── RECORDED INFORMATION ──

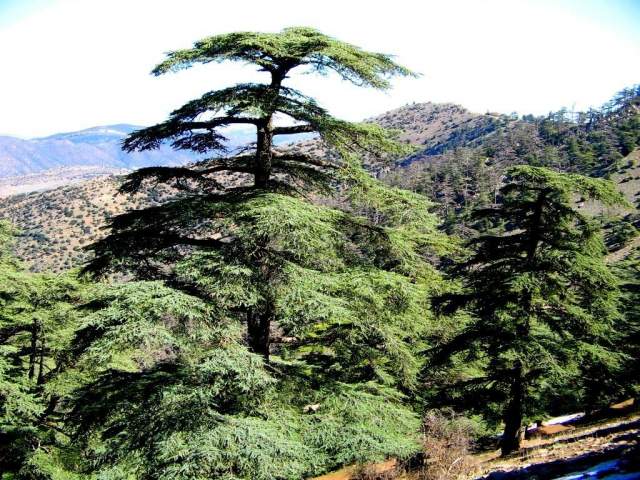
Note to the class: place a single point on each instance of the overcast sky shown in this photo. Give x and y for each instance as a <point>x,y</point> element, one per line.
<point>73,64</point>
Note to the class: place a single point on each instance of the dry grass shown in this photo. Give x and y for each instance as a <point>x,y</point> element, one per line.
<point>447,442</point>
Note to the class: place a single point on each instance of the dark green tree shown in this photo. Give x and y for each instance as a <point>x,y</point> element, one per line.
<point>225,192</point>
<point>36,326</point>
<point>541,300</point>
<point>312,280</point>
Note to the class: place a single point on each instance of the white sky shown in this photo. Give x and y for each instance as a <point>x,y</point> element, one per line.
<point>73,64</point>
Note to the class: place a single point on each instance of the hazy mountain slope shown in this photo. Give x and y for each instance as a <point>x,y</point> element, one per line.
<point>57,223</point>
<point>94,147</point>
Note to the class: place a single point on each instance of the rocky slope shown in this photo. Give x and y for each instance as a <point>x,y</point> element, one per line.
<point>56,224</point>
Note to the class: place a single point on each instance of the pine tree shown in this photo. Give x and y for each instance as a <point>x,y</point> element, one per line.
<point>147,241</point>
<point>541,299</point>
<point>301,303</point>
<point>36,326</point>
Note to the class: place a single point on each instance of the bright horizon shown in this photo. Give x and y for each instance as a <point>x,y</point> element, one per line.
<point>74,64</point>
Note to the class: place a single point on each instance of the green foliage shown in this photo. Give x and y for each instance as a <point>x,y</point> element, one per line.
<point>543,302</point>
<point>293,46</point>
<point>253,303</point>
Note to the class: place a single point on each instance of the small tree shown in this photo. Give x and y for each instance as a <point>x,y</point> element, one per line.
<point>541,297</point>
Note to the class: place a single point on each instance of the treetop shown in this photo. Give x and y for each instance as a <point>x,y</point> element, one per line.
<point>292,47</point>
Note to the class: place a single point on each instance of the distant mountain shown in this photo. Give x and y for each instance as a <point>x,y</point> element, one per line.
<point>97,147</point>
<point>459,156</point>
<point>66,158</point>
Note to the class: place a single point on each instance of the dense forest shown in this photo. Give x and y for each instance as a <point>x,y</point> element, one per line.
<point>280,312</point>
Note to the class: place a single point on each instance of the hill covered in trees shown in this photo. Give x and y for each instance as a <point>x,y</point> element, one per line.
<point>458,164</point>
<point>393,290</point>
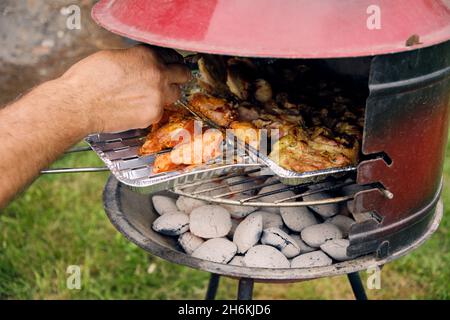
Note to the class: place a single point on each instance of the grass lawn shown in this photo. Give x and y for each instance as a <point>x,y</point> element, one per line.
<point>59,221</point>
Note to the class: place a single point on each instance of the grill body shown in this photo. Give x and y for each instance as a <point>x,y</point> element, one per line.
<point>282,29</point>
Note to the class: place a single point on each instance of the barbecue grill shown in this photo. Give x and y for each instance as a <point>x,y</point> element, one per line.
<point>405,64</point>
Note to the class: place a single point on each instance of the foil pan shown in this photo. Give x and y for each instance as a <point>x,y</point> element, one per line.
<point>119,152</point>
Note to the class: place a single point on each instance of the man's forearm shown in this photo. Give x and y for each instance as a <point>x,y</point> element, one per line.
<point>34,131</point>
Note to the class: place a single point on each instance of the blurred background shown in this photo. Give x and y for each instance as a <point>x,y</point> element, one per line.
<point>59,221</point>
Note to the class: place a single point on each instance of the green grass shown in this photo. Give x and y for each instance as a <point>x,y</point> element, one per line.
<point>59,221</point>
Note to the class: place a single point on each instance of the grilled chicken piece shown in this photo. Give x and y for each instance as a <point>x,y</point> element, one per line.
<point>302,152</point>
<point>263,91</point>
<point>167,136</point>
<point>217,110</point>
<point>246,132</point>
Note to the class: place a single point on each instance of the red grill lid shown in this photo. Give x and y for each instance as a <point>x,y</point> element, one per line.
<point>284,29</point>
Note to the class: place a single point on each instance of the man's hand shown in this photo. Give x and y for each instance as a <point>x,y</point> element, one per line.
<point>124,89</point>
<point>109,91</point>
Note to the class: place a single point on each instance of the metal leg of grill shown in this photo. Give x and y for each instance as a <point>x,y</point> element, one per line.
<point>357,286</point>
<point>212,286</point>
<point>245,290</point>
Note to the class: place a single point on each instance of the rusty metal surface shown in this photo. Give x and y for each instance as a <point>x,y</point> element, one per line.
<point>132,215</point>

───

- **WHAT TO WORK ON**
Lay out the lines of the data above as a numbered list, starting at the line that has "the grill body" and stopping after the one that has "<point>245,290</point>". Leave out any blank lines.

- **COMPLETE ANSWER**
1. Note to the class: place a single point on each instance of the grill body shown in this photo. Give x and y for each instance as a <point>x,y</point> element, one per line.
2. <point>282,29</point>
3. Note to the class: place a single point on each instance of the barbecue grill shown in this photo. Give x and y for each instance as a <point>x,y</point> element, one per line.
4. <point>405,64</point>
5. Note to the class: place a single point on each instance of the foil pan shown in this photo. Give x and y for each instance as a <point>x,y</point> element, one per line.
6. <point>119,152</point>
7. Note to the class: place a single point on each instance of the man's forearm shown in this photo. Give x and y for each instance as a <point>x,y</point> element, one per line.
8. <point>34,131</point>
9. Note to the class: place a single point on each instance of the blurred background shown in this photo. Give x and y for each instance as a <point>x,y</point> element, one per line.
10. <point>59,221</point>
11. Note to the class: place a single point on each instance of the green grass shown in this photo. Give x and y for each instance as a <point>x,y</point> element, one per line.
12. <point>59,221</point>
13. Note to the class: place a single point on each instance of the grilled chicken piece shown in this photo. Give x and y for each instance as a <point>x,y</point> element, one per line.
14. <point>302,152</point>
15. <point>263,91</point>
16. <point>167,136</point>
17. <point>217,110</point>
18. <point>246,132</point>
19. Note to the class: place a single point on each instance of the red grill lid shown in this photo. Give x and y for each instance as a <point>x,y</point> element, one per line.
20. <point>284,29</point>
21. Note to the class: place a single point on each instance of the man's hand shown in this photo. Give x and y for each instance as a <point>x,y</point> element, one per line.
22. <point>124,89</point>
23. <point>109,91</point>
24. Note to the class: place a single point on each instance of the metal leg of grill shown in this photo. Give x and y for each instance as a <point>x,y</point> element, one per line.
25. <point>357,286</point>
26. <point>212,286</point>
27. <point>245,290</point>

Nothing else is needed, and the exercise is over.